Referring expression data -
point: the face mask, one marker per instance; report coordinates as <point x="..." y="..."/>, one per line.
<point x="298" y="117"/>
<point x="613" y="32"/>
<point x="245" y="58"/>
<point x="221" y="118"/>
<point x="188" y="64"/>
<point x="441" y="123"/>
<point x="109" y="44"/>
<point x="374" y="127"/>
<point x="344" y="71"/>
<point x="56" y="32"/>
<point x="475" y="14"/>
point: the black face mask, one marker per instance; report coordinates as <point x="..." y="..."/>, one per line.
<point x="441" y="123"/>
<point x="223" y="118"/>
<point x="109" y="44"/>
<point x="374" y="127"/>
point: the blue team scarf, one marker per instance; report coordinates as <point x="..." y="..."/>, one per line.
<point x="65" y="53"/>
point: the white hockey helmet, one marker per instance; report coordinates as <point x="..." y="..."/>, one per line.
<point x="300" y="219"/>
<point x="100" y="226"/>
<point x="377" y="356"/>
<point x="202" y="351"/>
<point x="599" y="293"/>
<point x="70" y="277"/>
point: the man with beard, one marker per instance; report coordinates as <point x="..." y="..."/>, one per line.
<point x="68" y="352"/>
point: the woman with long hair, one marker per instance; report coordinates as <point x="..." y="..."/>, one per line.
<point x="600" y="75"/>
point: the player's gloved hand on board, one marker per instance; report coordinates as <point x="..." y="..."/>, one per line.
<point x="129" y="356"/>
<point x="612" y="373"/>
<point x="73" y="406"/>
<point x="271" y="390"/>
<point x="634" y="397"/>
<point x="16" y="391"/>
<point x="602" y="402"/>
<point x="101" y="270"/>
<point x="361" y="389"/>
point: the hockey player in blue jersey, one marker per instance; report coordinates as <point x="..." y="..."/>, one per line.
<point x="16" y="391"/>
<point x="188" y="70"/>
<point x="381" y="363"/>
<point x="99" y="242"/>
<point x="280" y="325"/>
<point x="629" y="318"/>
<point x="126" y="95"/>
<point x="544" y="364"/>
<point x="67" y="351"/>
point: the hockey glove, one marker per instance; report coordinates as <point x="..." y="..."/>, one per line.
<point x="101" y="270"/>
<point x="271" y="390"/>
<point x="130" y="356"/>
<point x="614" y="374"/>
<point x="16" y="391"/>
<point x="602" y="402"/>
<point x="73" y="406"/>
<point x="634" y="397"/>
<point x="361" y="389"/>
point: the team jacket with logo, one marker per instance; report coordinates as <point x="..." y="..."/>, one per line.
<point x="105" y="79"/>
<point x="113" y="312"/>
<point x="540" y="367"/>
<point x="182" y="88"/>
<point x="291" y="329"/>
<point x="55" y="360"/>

Task to carry out -
Copy the line containing "point: the player's" and every line after it, through the last line of the records. Include nothing else.

Written solution -
point: the player's gloved hand on board, one marker per instance; report coordinates as <point x="..." y="..."/>, one per line.
<point x="129" y="356"/>
<point x="612" y="373"/>
<point x="73" y="406"/>
<point x="271" y="390"/>
<point x="634" y="397"/>
<point x="16" y="391"/>
<point x="602" y="402"/>
<point x="101" y="270"/>
<point x="361" y="389"/>
point: the hockey player in blue jersey, one marker per instance; report coordinates as <point x="..." y="..."/>, one per line.
<point x="16" y="391"/>
<point x="188" y="70"/>
<point x="381" y="363"/>
<point x="99" y="242"/>
<point x="280" y="325"/>
<point x="629" y="318"/>
<point x="126" y="95"/>
<point x="544" y="364"/>
<point x="67" y="351"/>
point: the hockey glove, one marker per instance; report coordinates as <point x="..." y="..."/>, one per line.
<point x="101" y="270"/>
<point x="271" y="390"/>
<point x="130" y="356"/>
<point x="614" y="374"/>
<point x="16" y="391"/>
<point x="602" y="402"/>
<point x="73" y="406"/>
<point x="634" y="397"/>
<point x="361" y="389"/>
point: the team jacket with logo, one marker per instance; report coordinates as <point x="..." y="..."/>, one per line.
<point x="105" y="79"/>
<point x="113" y="312"/>
<point x="540" y="367"/>
<point x="182" y="88"/>
<point x="291" y="329"/>
<point x="55" y="360"/>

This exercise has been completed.